* Start RAW DATA *

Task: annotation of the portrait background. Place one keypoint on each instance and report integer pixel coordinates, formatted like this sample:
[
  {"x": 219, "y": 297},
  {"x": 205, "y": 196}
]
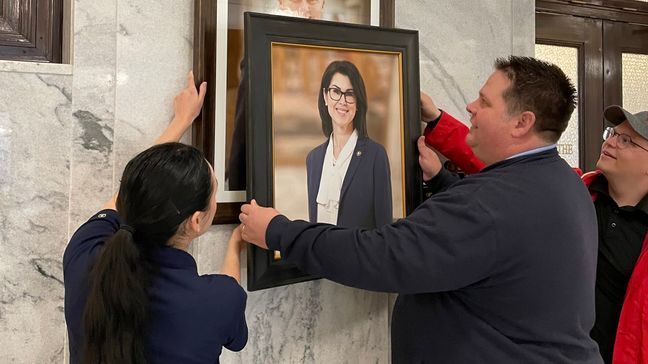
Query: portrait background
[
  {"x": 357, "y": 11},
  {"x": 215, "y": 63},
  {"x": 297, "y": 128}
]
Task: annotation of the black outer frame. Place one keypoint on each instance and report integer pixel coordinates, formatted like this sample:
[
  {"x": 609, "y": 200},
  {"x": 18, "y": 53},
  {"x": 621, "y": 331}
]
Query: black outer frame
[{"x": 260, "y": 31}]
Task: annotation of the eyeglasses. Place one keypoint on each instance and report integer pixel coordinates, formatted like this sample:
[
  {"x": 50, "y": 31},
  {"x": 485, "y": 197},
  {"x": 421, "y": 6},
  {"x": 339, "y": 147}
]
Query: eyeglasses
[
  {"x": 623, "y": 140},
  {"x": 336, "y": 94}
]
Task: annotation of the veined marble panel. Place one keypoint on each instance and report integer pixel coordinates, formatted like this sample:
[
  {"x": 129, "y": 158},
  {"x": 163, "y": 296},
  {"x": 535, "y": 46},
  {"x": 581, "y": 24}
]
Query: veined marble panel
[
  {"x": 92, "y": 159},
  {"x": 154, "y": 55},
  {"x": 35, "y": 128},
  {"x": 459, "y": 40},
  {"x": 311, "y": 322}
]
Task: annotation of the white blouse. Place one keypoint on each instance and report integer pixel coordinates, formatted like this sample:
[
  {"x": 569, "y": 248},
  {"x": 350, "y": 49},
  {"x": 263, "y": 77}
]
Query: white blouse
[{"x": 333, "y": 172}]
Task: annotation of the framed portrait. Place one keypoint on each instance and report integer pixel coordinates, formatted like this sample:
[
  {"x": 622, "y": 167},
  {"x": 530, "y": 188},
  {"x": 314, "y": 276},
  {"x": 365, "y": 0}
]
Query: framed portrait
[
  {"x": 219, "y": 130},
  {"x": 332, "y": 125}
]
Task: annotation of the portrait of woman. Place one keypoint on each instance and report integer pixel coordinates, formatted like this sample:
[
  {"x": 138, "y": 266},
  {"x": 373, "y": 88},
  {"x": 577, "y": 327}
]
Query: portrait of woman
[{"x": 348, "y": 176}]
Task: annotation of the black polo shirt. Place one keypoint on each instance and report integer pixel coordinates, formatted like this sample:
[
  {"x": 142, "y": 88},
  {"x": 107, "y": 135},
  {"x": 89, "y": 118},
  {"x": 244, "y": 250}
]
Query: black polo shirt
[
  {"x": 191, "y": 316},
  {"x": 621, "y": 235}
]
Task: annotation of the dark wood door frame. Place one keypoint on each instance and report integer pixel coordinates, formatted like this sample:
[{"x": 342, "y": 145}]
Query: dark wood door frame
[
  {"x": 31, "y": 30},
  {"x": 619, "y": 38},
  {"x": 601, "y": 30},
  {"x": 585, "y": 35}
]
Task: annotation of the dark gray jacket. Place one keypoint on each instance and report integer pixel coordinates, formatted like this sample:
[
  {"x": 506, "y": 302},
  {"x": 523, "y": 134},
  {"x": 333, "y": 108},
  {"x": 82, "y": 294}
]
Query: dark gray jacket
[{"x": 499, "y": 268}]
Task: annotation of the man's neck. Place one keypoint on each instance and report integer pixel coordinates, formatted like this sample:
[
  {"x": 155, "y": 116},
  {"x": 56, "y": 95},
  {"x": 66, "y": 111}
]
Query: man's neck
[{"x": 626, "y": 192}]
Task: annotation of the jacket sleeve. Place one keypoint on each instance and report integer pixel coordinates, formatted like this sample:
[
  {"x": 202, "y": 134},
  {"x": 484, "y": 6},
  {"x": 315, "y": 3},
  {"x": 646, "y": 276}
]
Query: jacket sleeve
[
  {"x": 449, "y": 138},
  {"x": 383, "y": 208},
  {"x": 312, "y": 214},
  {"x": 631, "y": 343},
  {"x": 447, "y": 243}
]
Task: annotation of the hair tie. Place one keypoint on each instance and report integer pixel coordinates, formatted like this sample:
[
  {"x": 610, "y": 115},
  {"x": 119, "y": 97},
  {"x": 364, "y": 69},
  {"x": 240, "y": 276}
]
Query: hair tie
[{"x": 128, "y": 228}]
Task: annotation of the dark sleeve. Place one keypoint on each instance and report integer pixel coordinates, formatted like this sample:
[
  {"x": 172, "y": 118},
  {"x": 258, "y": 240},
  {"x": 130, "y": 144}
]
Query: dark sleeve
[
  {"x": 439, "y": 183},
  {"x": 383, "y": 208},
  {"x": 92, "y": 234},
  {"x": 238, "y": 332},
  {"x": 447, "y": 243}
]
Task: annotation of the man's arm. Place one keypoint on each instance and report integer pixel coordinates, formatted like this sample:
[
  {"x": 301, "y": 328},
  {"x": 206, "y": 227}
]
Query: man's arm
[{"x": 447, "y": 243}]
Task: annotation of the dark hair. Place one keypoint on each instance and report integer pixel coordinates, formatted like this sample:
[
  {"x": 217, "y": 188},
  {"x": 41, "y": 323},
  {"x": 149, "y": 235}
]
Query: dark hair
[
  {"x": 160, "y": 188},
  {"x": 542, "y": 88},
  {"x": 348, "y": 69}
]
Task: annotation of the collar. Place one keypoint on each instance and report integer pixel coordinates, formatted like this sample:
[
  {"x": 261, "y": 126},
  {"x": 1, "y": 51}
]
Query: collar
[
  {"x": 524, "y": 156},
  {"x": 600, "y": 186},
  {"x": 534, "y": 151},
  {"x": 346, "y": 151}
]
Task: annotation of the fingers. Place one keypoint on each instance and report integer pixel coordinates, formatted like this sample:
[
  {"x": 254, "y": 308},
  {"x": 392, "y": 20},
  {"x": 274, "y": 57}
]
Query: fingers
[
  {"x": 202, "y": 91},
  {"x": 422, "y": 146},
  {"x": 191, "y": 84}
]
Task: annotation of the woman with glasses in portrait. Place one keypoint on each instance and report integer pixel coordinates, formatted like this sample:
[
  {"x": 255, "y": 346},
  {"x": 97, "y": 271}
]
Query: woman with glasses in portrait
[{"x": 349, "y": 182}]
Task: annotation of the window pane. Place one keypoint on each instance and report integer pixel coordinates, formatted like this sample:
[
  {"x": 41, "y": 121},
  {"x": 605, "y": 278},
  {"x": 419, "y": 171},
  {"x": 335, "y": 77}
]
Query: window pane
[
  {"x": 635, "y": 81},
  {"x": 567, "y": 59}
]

* End RAW DATA *
* Start RAW DATA *

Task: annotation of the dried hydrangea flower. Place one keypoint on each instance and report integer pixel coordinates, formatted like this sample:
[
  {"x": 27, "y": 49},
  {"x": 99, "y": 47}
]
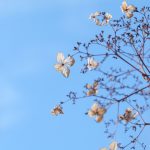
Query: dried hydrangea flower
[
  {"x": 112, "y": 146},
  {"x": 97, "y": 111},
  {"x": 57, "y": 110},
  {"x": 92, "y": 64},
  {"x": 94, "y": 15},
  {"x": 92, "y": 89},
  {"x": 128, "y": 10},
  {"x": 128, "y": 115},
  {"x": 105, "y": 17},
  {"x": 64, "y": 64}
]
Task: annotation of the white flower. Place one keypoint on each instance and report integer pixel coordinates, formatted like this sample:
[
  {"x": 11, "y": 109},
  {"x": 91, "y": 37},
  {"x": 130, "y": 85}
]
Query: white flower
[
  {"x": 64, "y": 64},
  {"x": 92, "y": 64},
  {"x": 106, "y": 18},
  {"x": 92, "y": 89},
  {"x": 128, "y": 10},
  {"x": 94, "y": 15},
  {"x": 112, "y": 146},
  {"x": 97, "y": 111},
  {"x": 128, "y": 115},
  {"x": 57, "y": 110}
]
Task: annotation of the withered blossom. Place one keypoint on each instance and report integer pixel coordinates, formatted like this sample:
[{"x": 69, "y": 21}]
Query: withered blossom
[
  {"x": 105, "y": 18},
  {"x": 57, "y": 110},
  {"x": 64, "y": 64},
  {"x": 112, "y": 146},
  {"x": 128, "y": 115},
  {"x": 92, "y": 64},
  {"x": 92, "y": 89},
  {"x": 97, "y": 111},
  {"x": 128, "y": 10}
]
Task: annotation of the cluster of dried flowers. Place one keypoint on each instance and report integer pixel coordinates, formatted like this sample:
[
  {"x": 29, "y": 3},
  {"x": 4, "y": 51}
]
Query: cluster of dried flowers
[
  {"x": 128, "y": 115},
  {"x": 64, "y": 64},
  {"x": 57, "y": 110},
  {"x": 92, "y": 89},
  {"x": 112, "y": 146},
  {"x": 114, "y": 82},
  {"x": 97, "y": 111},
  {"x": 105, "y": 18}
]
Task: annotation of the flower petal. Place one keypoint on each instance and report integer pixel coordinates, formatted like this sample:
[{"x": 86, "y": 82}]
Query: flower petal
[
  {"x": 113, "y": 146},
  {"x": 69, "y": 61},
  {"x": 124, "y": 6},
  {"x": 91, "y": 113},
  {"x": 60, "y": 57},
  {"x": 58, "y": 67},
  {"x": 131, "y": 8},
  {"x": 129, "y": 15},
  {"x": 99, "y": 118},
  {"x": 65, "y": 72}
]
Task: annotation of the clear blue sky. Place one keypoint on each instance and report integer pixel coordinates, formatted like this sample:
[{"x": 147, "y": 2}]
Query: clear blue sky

* End RAW DATA *
* Start RAW DATA *

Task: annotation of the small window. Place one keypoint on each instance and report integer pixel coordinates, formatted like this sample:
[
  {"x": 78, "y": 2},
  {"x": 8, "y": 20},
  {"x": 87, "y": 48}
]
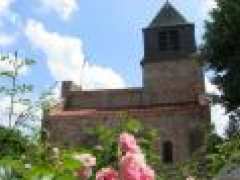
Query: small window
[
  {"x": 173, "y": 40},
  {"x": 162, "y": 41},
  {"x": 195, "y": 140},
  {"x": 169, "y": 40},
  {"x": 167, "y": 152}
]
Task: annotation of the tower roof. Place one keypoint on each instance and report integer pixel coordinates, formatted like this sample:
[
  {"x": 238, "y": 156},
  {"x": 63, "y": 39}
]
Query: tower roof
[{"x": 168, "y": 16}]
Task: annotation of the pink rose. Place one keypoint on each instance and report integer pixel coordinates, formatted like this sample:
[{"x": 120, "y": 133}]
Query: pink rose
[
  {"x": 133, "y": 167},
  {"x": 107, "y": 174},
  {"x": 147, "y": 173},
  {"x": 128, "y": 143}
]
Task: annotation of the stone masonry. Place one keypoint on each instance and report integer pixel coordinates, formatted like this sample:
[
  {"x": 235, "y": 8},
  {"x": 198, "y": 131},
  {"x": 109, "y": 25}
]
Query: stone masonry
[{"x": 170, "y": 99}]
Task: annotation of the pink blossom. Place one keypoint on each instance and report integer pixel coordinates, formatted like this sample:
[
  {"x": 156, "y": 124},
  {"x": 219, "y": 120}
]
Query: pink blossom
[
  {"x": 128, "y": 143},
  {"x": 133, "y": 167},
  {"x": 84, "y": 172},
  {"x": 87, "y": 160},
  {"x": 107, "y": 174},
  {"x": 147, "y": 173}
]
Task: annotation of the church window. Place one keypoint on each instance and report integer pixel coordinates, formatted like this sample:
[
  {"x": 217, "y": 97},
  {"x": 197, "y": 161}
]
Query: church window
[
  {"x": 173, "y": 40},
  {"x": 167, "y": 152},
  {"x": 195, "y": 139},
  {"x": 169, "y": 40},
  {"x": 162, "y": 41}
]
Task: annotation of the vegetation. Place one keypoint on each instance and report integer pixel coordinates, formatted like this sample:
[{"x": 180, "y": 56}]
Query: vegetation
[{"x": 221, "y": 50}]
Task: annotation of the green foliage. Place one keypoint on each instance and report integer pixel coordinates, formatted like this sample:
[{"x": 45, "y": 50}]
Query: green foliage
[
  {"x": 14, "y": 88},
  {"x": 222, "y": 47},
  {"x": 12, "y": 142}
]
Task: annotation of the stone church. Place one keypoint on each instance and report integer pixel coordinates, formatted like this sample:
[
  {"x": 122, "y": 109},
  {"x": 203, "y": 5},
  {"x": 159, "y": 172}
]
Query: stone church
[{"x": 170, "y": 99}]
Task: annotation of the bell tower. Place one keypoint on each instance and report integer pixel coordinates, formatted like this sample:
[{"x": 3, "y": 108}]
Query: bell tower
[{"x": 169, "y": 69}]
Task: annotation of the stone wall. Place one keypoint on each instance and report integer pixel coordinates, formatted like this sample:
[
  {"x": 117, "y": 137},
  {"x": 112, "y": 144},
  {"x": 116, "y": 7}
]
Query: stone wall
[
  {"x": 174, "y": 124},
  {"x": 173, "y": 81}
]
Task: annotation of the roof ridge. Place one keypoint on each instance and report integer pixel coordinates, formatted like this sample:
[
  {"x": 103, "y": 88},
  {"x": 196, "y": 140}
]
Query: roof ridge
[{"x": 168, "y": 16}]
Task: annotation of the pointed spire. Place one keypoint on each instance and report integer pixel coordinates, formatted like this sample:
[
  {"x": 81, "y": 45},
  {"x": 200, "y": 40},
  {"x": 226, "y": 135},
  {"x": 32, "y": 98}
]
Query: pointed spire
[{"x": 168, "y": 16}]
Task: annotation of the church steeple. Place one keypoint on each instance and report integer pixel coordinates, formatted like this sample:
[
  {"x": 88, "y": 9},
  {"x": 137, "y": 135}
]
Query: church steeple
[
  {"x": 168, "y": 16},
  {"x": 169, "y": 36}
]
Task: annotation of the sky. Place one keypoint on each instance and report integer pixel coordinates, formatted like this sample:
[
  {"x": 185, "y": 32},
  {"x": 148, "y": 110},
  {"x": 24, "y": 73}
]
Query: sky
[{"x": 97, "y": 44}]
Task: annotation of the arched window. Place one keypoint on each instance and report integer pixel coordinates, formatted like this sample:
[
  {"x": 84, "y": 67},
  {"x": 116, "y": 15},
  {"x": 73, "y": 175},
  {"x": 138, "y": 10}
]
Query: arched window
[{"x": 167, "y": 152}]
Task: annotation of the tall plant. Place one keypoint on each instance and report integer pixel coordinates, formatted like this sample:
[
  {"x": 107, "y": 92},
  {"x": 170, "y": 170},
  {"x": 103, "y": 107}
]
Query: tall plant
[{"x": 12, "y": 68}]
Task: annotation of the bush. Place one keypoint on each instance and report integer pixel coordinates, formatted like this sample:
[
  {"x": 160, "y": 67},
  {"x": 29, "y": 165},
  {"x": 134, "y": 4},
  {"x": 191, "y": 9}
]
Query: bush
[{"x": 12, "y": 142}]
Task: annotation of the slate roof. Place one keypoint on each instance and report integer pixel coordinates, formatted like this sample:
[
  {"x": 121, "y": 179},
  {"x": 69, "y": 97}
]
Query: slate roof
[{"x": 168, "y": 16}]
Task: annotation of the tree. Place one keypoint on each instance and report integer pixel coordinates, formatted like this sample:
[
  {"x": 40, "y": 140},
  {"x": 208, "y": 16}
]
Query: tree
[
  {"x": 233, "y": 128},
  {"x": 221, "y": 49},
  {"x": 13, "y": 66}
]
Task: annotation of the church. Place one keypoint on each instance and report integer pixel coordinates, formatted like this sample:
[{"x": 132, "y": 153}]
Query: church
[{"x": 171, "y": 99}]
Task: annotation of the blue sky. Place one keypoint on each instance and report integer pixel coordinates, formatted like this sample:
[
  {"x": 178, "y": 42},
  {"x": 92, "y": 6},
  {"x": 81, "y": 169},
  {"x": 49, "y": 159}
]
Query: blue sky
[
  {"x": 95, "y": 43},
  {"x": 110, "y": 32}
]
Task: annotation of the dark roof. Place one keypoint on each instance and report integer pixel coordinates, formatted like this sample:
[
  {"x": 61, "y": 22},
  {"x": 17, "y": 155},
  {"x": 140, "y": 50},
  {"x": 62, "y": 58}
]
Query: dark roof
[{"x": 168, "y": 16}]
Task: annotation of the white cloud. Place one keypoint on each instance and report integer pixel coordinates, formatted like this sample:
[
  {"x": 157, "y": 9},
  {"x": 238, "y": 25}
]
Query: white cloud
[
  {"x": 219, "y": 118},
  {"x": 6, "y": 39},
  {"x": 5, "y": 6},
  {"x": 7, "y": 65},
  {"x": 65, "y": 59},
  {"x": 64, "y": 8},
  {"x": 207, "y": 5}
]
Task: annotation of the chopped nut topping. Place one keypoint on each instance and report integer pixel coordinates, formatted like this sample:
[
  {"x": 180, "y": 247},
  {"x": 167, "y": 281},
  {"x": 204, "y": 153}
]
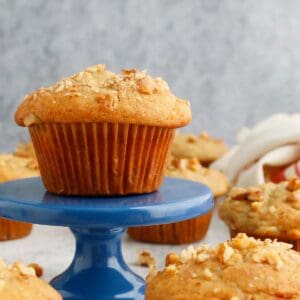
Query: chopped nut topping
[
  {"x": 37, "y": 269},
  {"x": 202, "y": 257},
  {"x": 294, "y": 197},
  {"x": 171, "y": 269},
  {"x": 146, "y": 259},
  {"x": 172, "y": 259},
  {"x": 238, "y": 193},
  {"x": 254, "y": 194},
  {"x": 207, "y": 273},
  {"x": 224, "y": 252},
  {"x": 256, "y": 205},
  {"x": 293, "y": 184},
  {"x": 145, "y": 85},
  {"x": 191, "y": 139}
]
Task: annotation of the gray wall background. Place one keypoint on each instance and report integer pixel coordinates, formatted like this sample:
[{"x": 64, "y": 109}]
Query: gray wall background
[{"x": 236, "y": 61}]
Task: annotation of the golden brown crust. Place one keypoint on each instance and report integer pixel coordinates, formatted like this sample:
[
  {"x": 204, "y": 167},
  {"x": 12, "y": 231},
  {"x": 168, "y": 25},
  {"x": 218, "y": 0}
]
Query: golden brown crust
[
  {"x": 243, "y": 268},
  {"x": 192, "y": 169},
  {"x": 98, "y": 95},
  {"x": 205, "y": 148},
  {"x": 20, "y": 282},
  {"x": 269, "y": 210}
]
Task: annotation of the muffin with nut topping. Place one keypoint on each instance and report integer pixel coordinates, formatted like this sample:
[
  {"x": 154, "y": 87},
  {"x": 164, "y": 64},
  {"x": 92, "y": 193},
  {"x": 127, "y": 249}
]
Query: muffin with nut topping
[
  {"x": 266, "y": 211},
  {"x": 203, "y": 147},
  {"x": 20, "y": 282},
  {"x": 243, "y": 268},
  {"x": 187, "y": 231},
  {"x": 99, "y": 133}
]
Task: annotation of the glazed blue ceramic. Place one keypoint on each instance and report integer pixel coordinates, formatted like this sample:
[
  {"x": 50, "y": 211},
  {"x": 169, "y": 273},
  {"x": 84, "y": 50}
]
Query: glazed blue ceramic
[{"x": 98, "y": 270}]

* End RAW DATA *

== INSTRUCTIONS TO FOLLOW ==
Gather every line of the items above that contains the word "tall", treating uppercase and lowercase letters as distinct.

== ANSWER FOR THE TASK ==
Task: annotation of the tall plant. Place one keypoint on each instance and report integer pixel coordinates, formatted like this sample:
Query: tall plant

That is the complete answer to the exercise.